### The exercise:
Recast every entry below as a Markdown table with a Row column holding the row number and a Line column holding the line itself, omitting blank lines.

### Given entries:
◇ ◇ ◇

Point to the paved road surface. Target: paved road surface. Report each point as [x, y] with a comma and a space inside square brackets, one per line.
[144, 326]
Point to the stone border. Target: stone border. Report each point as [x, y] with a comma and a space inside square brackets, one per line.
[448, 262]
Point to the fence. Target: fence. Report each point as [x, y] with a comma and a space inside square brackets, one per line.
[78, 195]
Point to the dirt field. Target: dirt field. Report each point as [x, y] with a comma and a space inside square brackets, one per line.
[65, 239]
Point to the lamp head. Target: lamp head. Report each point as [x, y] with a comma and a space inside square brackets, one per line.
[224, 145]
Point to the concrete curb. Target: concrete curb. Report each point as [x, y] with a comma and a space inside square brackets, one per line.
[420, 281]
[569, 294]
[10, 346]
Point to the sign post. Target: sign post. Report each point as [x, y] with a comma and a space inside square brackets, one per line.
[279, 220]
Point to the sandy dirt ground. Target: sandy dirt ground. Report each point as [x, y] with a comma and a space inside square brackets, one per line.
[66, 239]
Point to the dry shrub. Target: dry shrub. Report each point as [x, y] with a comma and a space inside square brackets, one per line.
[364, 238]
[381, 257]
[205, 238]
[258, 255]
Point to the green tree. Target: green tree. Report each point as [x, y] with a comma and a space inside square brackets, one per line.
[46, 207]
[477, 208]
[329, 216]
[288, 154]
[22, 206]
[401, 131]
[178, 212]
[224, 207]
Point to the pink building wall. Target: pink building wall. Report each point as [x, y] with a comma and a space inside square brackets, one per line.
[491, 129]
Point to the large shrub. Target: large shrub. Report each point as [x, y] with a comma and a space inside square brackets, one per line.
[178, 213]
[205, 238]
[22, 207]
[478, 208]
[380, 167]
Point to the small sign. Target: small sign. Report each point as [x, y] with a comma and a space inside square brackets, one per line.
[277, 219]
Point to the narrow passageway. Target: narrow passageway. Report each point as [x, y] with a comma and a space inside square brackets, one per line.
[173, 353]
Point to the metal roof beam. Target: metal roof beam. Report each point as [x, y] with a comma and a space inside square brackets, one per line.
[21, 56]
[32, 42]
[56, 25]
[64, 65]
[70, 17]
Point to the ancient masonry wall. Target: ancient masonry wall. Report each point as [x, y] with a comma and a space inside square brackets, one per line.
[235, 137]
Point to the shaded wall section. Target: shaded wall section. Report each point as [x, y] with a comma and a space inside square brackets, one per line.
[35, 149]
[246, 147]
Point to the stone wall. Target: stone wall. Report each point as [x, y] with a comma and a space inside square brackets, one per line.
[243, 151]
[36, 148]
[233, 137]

◇ ◇ ◇

### Output below:
| Row | Line |
|---|---|
| 1 | Point to the paved road surface. Target: paved road surface. Report each point as [x, y] with a comma and a space inside square brackets, one per line. |
| 2 | [144, 326] |
| 3 | Point to the stone border. Target: stone border. Report each point as [x, y] with a comma and a space inside square brackets, one per line. |
| 4 | [448, 262] |
| 5 | Point to the fence. Target: fence. Report each point as [x, y] with a comma and a space inside square brackets, one per line. |
| 6 | [78, 195] |
| 7 | Point to the dirt field. Target: dirt field. Report each point as [x, y] with a comma and a space inside square brackets, one per line. |
| 8 | [65, 239] |
| 9 | Point to the lamp head. Target: lamp head. Report each point as [x, y] with a comma and a space inside square brackets, one per line. |
| 10 | [224, 145] |
| 11 | Point to the concrete curb. Target: concrete curb. Report each point as [x, y] with a comma and a space inside square brackets, one per line. |
| 12 | [420, 281] |
| 13 | [569, 294] |
| 14 | [10, 346] |
| 15 | Point to the sign post. Target: sign post. Report each point as [x, y] with a comma and a space inside square brackets, one per line. |
| 16 | [279, 220] |
| 17 | Point to the sandy dirt ground. Target: sandy dirt ground. Report each point as [x, y] with a comma and a space inside square brackets, one per line. |
| 18 | [66, 239] |
| 19 | Point to the dry shrub. Target: dry shrub. Report each point as [x, y] with a comma and a space inside square brackets, one per line. |
| 20 | [364, 238] |
| 21 | [381, 257] |
| 22 | [205, 238] |
| 23 | [258, 255] |
| 24 | Point to the green tree. Target: green tree. Report each point as [x, y] with a comma and a space inside square brackets, one per line. |
| 25 | [46, 207] |
| 26 | [477, 208] |
| 27 | [329, 216] |
| 28 | [288, 154] |
| 29 | [22, 206] |
| 30 | [401, 131] |
| 31 | [178, 212] |
| 32 | [224, 207] |
| 33 | Point to the pink building wall. Target: pink building wall. Report each point as [x, y] with a comma and a space inside square brackets, one per line. |
| 34 | [491, 129] |
| 35 | Point to the large shrub. Target: large shrub. Report each point as [x, y] with a comma and a space inside square brackets, one per line. |
| 36 | [178, 213] |
| 37 | [205, 238] |
| 38 | [22, 207] |
| 39 | [478, 208] |
| 40 | [380, 167] |
| 41 | Point to the small sign. Target: small sign. Report each point as [x, y] with a comma and a space inside square brackets, one per line. |
| 42 | [277, 219] |
| 43 | Point to the narrow passageway. Target: narrow passageway. Report each point as [x, y] with a comma and a space inside square brackets, one per line. |
| 44 | [173, 353] |
| 45 | Point to the metal roof beam. Target: metal roof beam. Report each point as [x, y] with a comma and a space inside square brackets, one per line. |
| 46 | [21, 56] |
| 47 | [32, 42] |
| 48 | [56, 25] |
| 49 | [64, 65] |
| 50 | [70, 17] |
| 51 | Point to the ancient masonry wall. Target: ancient masonry wall. Report each point as [x, y] with a comma and a space inside square brackets, one per line. |
| 52 | [235, 137] |
| 53 | Point to the shaded wall section. Target: shaded wall section. Report each point as [x, y] with a comma and a space inside square brackets, one per line. |
| 54 | [35, 149] |
| 55 | [246, 147] |
| 56 | Point to the stone wall. Target: stone wall. Report each point as [x, y] with a comma and a space inside square brackets, one per line. |
| 57 | [243, 151] |
| 58 | [36, 148] |
| 59 | [233, 137] |